§ Work instruction
Return the lines below exactly as they appear, please, starting with the first and ending with the one that contains "Segment every instance of the snorkel".

Stored items:
========

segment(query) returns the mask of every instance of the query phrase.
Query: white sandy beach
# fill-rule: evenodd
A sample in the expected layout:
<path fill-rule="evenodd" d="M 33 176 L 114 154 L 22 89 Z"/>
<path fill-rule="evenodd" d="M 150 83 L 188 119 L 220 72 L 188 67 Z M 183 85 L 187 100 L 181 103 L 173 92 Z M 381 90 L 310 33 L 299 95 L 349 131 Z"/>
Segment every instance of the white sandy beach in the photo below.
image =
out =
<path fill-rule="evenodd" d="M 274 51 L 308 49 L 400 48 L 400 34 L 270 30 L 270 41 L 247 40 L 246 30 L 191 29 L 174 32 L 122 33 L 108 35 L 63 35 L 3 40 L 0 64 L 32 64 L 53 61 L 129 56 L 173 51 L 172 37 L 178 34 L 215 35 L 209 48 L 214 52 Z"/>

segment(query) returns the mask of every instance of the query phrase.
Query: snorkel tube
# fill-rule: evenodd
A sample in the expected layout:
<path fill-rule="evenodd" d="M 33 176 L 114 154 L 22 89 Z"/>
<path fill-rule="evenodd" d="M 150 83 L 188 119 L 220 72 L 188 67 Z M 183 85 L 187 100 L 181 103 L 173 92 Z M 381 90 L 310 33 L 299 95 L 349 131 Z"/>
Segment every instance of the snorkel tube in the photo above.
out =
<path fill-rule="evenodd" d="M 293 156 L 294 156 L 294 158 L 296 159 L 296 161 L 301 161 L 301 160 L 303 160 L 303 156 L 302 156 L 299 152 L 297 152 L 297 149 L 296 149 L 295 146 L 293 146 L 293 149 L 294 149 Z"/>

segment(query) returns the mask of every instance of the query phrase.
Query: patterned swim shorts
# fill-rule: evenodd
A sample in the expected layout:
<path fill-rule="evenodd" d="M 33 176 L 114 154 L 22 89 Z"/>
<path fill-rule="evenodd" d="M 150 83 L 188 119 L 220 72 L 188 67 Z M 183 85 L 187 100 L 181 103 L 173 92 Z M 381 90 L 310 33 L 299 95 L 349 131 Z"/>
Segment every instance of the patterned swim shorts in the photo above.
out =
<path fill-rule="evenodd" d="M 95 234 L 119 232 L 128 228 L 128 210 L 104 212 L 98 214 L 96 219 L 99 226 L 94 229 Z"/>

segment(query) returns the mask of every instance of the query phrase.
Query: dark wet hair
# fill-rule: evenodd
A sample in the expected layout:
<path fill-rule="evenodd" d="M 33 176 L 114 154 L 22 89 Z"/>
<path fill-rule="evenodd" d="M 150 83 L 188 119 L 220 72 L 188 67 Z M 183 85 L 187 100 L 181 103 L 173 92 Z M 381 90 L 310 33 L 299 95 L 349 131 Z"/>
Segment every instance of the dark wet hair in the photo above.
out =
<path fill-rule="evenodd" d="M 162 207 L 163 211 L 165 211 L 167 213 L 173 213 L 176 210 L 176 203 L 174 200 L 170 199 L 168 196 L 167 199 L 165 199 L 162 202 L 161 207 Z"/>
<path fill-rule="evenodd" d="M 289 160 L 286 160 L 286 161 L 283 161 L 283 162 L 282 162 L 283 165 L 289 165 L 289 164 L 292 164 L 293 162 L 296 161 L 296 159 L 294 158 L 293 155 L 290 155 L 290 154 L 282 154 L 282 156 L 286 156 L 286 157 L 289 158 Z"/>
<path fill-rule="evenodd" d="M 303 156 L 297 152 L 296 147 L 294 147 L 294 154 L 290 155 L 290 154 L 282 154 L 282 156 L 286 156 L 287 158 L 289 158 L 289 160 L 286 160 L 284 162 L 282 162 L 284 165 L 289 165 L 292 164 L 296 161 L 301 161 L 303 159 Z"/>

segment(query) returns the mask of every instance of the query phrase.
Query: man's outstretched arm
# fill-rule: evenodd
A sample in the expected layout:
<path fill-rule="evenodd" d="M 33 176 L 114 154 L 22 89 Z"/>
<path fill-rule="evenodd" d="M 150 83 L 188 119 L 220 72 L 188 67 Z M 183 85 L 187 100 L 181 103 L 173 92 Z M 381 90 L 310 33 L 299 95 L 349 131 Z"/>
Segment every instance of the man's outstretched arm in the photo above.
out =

========

§ Task result
segment(query) returns the mask of every instance of the query phrase.
Query: white sandy beach
# fill-rule: evenodd
A sample in the expected layout:
<path fill-rule="evenodd" d="M 33 176 L 114 154 L 22 89 Z"/>
<path fill-rule="evenodd" d="M 150 83 L 188 119 L 220 72 L 188 67 Z M 183 85 L 187 100 L 181 103 L 173 92 Z M 381 90 L 310 33 L 299 95 L 349 131 Z"/>
Segment every instance of the white sandy beach in the photo below.
image =
out =
<path fill-rule="evenodd" d="M 274 51 L 308 49 L 400 48 L 400 34 L 270 30 L 270 41 L 247 40 L 246 30 L 191 29 L 174 32 L 122 33 L 108 35 L 63 35 L 3 40 L 0 64 L 32 64 L 53 61 L 129 56 L 173 51 L 172 37 L 178 34 L 215 35 L 209 48 L 214 52 Z"/>

segment(query) returns the mask of every instance of the query phrase.
Query: snorkel tube
# fill-rule: evenodd
A sample in the expected layout:
<path fill-rule="evenodd" d="M 33 176 L 114 154 L 22 89 Z"/>
<path fill-rule="evenodd" d="M 150 83 L 188 119 L 220 72 L 188 67 Z M 183 85 L 187 100 L 181 103 L 173 92 Z M 381 90 L 310 33 L 299 95 L 349 131 Z"/>
Segment every instance of the snorkel tube in the photo above.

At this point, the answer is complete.